(Job a):
Find every line in the rows below that contains the word "dark" and copy each one.
***** Selection
Skip to content

Project Setup

On this page, you will:

  • Expand the data pipelines repository with dlt structure
  • Set up the project structure for dlt sources and pipelines
  • Configure development dependencies with uv
  • Build a custom secrets provider for AWS Secrets Manager

Overview

Your data pipelines live in the data-pipelines repository you created in the Orchestration section. Now you'll expand it with dlt sources, pipelines, and utilities alongside the existing Prefect flows. This structure follows the dlt deployment guide recommendation of keeping dlt and Prefect code together.

┌─────────────────────────────────────────────────────────────────────────────┐
│                     data-pipelines Repository                               │
├─────────────────────────────────────────────────────────────────────────────┤
│                                                                             │
│  sources/                  dlt source definitions                           │
│  ├── exchange_rates/       API extraction logic                             │
│  ├── currencies/           API extraction logic                             │
│  └── products/             Database extraction logic                        │
│                                                                             │
│  pipelines/                dlt pipeline configurations                      │
│  ├── exchange_rates.py     Pipeline: API → S3 → Snowpipe → Snowflake       │
│  ├── currencies.py         Pipeline: API → Snowflake                        │
│  └── products.py           Pipeline: PostgreSQL → Snowflake                 │
│                                                                             │
│  flows/                    Prefect flow definitions                         │
│  ├── exchange_rates.py     Scheduled flow for exchange rates                │
│  ├── currencies.py         Scheduled flow for currencies                    │
│  └── products.py           Scheduled flow for products                      │
│                                                                             │
│  utils/                    Shared utilities                                 │
│  └── vault_provider.py     AWS Secrets Manager provider for dlt             │
│                                                                             │
│  prefect.yaml              Prefect deployment configuration                 │
│  pyproject.toml            Project dependencies (managed by uv)             │
│                                                                             │
└─────────────────────────────────────────────────────────────────────────────┘

Use the Existing Repository

You already created the data-pipelines repository and deployed your first flow in Your First Flow. Navigate to it now:

cd data-pipelines

The repository currently has a basic flows/ directory and prefect.yaml. You'll expand it with dlt sources, pipelines, and utilities.
**********
***** The data
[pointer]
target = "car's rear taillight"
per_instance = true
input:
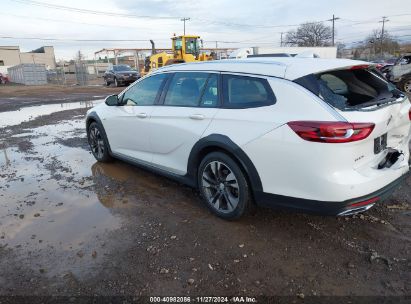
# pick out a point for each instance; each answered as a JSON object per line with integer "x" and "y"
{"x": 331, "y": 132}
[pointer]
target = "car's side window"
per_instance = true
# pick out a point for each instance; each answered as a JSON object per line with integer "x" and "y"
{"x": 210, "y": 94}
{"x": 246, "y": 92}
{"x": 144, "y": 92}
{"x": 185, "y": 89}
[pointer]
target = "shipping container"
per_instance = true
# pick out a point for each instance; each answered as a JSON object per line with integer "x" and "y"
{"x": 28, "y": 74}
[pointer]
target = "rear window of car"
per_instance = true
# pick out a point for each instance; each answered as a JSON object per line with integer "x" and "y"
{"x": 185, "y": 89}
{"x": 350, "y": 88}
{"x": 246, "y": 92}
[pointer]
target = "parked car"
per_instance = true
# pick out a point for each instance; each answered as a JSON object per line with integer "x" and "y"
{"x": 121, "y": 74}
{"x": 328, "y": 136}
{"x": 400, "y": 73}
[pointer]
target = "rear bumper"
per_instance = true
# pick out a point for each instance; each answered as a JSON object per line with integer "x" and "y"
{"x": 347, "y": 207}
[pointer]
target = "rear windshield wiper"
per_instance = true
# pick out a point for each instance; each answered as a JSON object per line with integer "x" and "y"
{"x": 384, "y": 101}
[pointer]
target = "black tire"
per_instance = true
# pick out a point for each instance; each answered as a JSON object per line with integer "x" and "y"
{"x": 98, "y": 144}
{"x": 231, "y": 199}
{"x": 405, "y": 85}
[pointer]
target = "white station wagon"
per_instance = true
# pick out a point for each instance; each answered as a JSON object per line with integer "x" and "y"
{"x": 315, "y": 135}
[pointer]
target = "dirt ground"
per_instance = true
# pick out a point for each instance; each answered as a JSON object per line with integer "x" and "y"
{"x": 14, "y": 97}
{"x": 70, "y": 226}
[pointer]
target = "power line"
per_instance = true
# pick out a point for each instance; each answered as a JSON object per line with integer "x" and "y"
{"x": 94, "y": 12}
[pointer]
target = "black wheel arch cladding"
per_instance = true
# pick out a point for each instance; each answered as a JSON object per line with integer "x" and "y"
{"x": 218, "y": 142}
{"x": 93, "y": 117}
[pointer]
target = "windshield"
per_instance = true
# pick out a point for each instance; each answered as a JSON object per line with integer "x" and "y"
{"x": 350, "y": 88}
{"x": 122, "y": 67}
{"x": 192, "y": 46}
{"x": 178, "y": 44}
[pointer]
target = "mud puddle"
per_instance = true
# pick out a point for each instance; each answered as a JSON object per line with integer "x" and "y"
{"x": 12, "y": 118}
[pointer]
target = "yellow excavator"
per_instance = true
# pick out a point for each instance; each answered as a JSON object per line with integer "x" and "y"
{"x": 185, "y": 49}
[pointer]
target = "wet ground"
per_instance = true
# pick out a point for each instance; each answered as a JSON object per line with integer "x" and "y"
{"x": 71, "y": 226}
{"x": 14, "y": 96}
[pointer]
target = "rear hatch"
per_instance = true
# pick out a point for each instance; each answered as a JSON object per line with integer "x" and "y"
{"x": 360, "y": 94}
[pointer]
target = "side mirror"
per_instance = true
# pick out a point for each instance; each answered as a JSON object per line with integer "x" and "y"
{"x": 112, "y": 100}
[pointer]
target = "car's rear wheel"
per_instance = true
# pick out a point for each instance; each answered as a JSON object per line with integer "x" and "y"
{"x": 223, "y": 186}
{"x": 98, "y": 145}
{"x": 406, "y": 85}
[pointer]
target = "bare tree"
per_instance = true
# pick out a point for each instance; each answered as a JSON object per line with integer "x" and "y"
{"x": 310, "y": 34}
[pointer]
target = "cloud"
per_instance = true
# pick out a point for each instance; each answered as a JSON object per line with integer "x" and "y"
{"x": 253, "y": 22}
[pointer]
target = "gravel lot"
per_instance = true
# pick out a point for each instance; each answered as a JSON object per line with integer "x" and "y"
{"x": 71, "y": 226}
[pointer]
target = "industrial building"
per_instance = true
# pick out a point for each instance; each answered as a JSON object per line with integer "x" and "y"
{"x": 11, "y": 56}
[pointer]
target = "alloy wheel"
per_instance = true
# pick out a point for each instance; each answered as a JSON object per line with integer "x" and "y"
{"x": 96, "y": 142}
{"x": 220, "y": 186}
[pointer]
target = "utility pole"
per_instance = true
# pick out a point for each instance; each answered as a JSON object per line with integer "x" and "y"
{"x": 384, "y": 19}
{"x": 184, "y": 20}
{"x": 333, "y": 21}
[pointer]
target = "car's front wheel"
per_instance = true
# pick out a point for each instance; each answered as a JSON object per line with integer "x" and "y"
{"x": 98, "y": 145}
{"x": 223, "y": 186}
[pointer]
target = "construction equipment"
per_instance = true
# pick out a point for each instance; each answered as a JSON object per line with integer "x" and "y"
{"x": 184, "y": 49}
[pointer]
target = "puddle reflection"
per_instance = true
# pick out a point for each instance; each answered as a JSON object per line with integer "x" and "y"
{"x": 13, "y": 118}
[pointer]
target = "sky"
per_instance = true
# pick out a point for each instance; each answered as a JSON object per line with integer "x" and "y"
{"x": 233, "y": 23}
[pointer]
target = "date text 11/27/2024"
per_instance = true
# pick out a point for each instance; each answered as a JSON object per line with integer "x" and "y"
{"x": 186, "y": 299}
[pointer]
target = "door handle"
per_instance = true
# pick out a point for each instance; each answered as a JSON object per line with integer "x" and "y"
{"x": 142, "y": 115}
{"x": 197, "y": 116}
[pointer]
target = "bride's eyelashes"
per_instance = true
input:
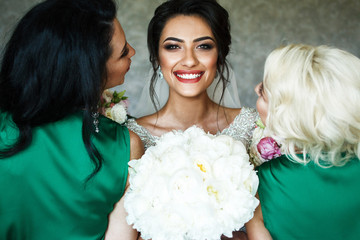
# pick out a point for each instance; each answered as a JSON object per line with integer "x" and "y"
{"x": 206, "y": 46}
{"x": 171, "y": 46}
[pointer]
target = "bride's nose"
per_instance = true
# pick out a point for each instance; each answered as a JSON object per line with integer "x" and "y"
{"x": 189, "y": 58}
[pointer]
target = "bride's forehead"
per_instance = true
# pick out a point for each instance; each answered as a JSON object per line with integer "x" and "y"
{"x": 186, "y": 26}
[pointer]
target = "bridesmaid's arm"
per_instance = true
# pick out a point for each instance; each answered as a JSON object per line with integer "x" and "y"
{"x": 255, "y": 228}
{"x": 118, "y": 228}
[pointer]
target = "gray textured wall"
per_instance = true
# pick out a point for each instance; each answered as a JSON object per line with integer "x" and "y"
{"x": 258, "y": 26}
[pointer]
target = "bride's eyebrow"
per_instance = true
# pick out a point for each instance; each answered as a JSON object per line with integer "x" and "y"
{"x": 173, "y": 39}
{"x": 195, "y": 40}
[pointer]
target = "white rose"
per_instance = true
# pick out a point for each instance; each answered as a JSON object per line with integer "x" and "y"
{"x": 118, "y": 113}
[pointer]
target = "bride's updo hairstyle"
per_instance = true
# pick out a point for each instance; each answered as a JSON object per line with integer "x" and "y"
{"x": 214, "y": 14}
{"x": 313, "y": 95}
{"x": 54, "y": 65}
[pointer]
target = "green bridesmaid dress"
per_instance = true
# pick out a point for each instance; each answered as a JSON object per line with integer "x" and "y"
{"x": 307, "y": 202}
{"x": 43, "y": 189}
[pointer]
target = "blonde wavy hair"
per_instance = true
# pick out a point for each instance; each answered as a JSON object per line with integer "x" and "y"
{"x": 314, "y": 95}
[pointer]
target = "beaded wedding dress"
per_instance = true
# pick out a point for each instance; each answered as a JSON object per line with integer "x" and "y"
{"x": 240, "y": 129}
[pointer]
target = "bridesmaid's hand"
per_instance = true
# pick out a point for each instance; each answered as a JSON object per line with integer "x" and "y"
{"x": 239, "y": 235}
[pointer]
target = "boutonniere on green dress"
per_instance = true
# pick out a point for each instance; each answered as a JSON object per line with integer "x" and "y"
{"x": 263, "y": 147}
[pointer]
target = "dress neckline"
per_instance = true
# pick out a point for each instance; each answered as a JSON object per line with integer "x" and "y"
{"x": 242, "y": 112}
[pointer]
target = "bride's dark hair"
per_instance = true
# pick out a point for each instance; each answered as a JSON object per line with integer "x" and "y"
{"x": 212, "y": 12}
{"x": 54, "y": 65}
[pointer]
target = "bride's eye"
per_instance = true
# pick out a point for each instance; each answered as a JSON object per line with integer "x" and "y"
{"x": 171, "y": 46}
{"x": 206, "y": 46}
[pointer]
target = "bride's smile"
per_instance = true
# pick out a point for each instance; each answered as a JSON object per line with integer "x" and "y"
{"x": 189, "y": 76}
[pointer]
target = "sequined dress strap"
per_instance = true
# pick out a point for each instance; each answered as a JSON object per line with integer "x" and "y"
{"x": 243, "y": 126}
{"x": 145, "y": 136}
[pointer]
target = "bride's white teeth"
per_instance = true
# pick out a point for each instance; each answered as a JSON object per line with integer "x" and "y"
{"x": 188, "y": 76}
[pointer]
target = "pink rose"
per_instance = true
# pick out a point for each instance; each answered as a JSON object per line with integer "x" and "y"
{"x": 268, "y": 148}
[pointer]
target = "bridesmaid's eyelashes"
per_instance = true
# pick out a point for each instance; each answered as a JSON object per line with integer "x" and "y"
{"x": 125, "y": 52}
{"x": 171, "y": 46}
**********
***** The data
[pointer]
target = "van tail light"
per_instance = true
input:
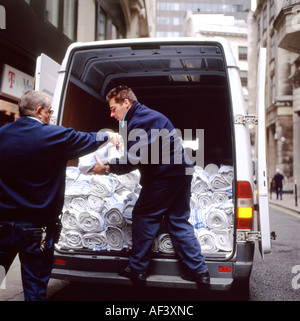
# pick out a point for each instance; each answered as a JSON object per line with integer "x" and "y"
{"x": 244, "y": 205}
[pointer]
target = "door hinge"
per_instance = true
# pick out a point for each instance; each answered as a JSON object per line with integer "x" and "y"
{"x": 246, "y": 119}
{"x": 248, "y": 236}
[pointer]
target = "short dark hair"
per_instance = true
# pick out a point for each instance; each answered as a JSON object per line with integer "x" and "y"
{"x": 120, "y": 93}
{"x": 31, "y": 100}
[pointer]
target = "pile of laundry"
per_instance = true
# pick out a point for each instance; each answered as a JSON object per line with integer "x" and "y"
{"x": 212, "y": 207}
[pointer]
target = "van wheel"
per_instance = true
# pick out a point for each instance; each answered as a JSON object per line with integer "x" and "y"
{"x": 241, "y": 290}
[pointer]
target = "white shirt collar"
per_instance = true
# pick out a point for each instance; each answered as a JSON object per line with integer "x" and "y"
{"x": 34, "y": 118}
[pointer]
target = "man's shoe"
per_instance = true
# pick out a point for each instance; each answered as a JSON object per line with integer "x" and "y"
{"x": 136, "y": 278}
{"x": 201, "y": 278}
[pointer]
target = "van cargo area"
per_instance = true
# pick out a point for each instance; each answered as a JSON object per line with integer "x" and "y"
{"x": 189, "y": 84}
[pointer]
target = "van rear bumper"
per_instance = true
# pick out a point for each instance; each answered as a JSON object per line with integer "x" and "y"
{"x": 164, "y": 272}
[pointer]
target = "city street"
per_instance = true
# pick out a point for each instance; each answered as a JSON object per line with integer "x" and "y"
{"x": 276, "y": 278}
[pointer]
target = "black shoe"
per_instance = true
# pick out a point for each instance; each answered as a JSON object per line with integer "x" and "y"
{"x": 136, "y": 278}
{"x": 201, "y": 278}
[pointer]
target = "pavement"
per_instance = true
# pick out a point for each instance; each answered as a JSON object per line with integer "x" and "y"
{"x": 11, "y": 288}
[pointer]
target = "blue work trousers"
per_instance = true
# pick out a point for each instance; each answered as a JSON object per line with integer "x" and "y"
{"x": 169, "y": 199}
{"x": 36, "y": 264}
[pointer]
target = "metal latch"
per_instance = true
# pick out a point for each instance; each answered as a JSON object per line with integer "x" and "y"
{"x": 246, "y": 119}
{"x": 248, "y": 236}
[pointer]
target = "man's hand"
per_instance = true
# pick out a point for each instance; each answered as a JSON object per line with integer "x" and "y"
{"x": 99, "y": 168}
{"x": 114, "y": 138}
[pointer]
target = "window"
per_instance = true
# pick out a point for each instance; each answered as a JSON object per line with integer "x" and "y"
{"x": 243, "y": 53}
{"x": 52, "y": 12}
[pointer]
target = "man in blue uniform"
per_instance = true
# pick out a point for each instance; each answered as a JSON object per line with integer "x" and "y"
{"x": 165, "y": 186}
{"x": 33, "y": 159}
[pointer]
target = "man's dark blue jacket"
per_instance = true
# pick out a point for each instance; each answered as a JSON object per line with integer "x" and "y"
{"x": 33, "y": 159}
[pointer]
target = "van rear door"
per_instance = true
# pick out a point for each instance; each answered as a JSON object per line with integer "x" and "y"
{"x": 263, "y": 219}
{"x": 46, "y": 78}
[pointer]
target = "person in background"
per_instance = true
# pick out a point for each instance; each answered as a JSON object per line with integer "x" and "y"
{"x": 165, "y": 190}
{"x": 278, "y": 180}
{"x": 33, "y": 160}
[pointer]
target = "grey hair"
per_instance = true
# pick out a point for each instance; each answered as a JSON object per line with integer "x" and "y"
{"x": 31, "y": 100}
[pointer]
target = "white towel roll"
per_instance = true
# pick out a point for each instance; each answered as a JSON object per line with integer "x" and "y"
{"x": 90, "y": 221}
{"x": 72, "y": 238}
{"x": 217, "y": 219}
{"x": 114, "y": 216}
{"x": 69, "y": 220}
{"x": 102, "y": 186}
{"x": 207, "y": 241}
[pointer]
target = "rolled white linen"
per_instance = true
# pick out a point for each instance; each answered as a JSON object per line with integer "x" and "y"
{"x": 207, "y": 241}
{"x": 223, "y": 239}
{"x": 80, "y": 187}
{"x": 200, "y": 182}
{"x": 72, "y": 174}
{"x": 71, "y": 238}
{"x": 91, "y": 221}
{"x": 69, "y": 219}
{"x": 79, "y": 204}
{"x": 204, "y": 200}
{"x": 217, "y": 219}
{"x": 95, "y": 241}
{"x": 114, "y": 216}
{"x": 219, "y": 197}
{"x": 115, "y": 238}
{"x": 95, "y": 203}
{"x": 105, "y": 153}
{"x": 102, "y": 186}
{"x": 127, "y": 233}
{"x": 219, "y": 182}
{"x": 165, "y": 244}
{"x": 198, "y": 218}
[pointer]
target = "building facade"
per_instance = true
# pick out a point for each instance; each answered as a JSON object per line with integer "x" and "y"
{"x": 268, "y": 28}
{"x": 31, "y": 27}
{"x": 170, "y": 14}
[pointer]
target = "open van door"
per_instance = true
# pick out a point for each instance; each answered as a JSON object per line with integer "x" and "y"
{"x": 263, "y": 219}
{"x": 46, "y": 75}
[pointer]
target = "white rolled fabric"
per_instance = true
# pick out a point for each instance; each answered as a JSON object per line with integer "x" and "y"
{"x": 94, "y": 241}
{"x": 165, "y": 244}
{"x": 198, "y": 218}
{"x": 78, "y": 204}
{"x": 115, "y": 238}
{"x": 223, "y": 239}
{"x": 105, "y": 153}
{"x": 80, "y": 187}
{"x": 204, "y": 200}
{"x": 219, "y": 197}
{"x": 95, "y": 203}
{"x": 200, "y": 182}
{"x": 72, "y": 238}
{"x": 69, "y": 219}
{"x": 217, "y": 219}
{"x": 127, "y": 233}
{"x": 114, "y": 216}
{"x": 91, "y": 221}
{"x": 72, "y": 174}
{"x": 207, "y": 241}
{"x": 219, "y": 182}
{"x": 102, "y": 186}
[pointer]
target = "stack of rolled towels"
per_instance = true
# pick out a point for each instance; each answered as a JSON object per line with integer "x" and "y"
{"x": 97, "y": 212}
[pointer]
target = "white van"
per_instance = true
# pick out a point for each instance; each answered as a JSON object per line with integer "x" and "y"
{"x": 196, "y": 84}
**********
***** The data
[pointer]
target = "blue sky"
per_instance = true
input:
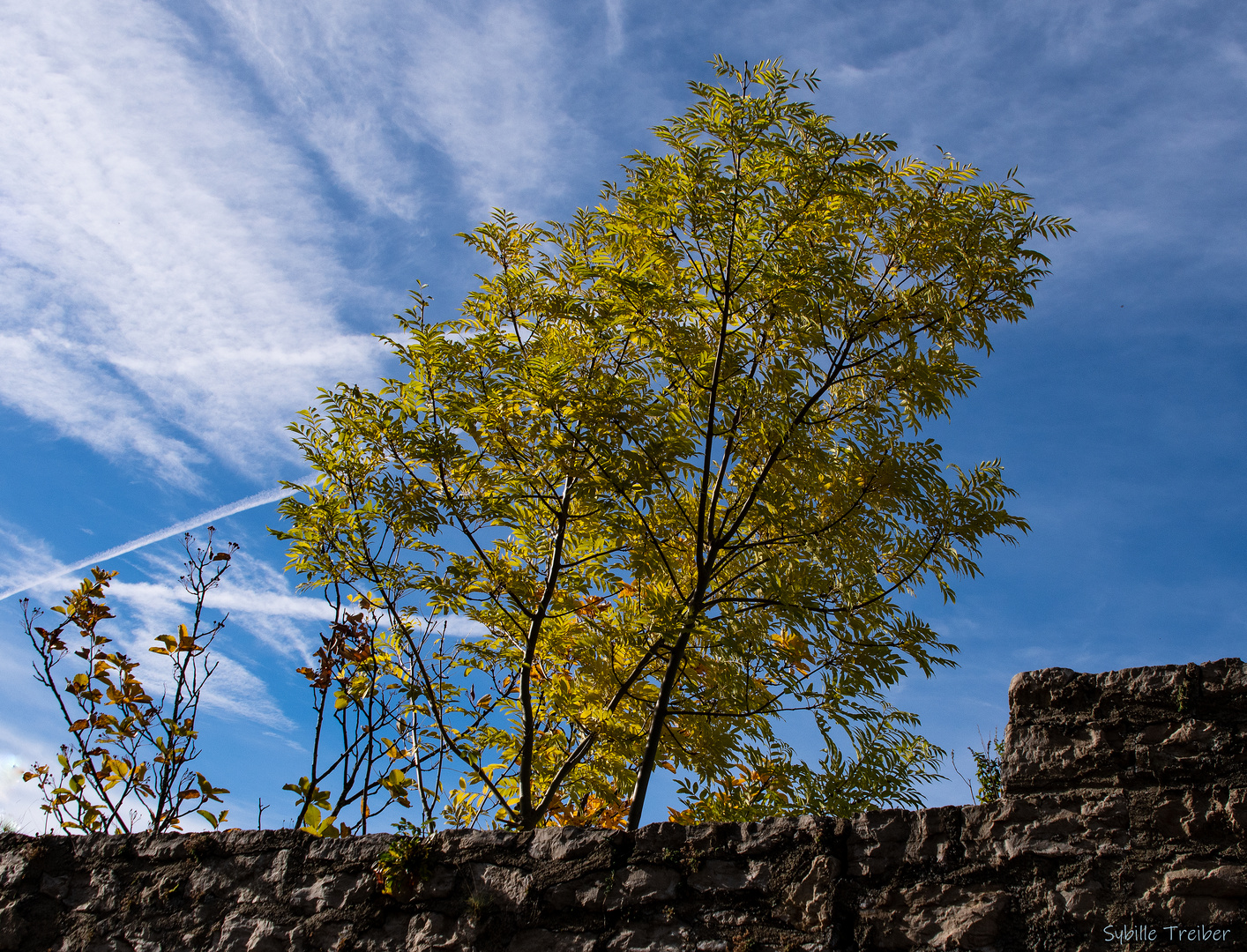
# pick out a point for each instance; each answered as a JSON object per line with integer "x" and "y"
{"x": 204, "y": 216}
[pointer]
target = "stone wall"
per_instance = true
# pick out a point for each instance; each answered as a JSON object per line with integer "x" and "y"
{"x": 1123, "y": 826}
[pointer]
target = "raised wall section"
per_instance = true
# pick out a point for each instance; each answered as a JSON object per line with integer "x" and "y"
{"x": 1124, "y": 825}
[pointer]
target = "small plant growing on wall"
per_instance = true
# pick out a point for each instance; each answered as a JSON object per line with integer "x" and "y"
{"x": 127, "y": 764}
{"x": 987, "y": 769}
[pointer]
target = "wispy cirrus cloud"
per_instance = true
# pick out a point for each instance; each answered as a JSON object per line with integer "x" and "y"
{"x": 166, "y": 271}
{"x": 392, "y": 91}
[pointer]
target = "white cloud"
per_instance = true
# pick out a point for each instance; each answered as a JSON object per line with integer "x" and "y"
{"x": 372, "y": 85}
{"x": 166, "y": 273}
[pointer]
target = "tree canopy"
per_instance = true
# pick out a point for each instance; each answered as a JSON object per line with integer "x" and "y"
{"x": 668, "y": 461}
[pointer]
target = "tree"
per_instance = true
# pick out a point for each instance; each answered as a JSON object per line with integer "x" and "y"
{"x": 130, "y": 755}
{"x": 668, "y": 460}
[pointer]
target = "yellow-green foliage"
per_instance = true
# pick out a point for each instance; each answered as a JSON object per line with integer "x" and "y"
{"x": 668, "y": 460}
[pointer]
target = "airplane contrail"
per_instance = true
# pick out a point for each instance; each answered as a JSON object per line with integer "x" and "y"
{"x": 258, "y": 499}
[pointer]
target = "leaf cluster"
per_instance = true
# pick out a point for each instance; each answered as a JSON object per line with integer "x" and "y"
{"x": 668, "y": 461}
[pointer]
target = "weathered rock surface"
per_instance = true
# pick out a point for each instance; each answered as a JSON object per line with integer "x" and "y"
**********
(Job b):
Pick up the project setup guide after its last sentence and continue writing it.

(Task response a):
target = "bride's dark hair"
target = "short dark hair"
target = "man's dark blue jacket"

(Task response b):
Project Structure

Create the directory structure:

mkdir -p sources/exchange_rates sources/currencies sources/products
mkdir -p pipelines flows utils
touch sources/__init__.py sources/exchange_rates/__init__.py
touch sources/currencies/__init__.py sources/products/__init__.py
touch pipelines/__init__.py flows/__init__.py utils/__init__.py

Your structure should look like:

data-pipelines/
├── sources/
│   ├── __init__.py
│   ├── exchange_rates/
│   │   ├── __init__.py
│   │   └── source.py
│   ├── currencies/
│   │   ├── __init__.py
│   │   └── source.py
│   └── products/
│       ├── __init__.py
│       └── source.py
├── pipelines/
│   ├── __init__.py
│   ├── exchange_rates.py
│   ├── currencies.py
│   └── products.py
├── flows/
│   ├── __init__.py
│   ├── exchange_rates.py
│   ├── currencies.py
│   └── products.py
├── utils/
│   ├── __init__.py
│   └── vault_provider.py
├── .dlt/
│   ├── config.toml
│   └── secrets.toml.example
├── prefect.yaml
├── pyproject.toml
├── uv.lock
├── .gitignore
└── README.md

Dependencies

This project uses uv for dependency management. If you followed the orchestration section, uv is already installed and a pyproject.toml exists. Add the dlt dependencies:

# dlt with Snowflake and S3 (filesystem) destinations
uv add "dlt[snowflake]" "dlt[filesystem]"

# dlt SQL database source (for PostgreSQL extraction)
uv add "dlt[sql_database]"

# Prefect orchestration (already installed if you followed the orchestration section)
uv add prefect prefect-aws prefect-snowflake

# AWS SDK for Secrets Manager
uv add boto3

# PostgreSQL driver
uv add psycopg2-binary

Why uv add Instead of pip install?

uv add updates your pyproject.toml and uv.lock files, ensuring reproducible installs. The lock file pins exact versions so every environment — local, CI/CD, and production — uses the same dependency tree. You never need to activate a virtual environment manually; uv run handles it automatically.

For local testing with DuckDB (a lightweight in-process database):

uv add --dev "dlt[duckdb]"

The --dev flag adds DuckDB as a development-only dependency. It won't be installed in production.

Your pyproject.toml dependencies section should look similar to:

[project]
name = "data-pipelines"
version = "0.1.0"
requires-python = ">=3.11"
dependencies = [
    "boto3>=1.34.0",
    "dlt[filesystem]>=0.4.0",
    "dlt[snowflake]>=0.4.0",
    "dlt[sql_database]>=0.4.0",
    "prefect>=3.0.0",
    "prefect-aws>=0.5.0",
    "prefect-snowflake>=0.3.0",
    "psycopg2-binary>=2.9.0",
]

[dependency-groups]
dev = [
    "dlt[duckdb]>=0.4.0",
]

dlt Configuration

Create the dlt configuration directory and files:

mkdir -p .dlt

Create .dlt/config.toml for non-sensitive configuration:

[runtime]
log_level = "INFO"

[normalize]
# Flatten nested JSON structures
max_table_nesting = 1

Create .dlt/secrets.toml.example as a template (the actual secrets.toml should not be committed):

# Copy this file to secrets.toml and fill in your values.
# DO NOT commit secrets.toml to version control.
#
# For local development, use your own Snowflake credentials
# (not the service account). This gives you ANALYTICS_DEVELOPER
# permissions for testing.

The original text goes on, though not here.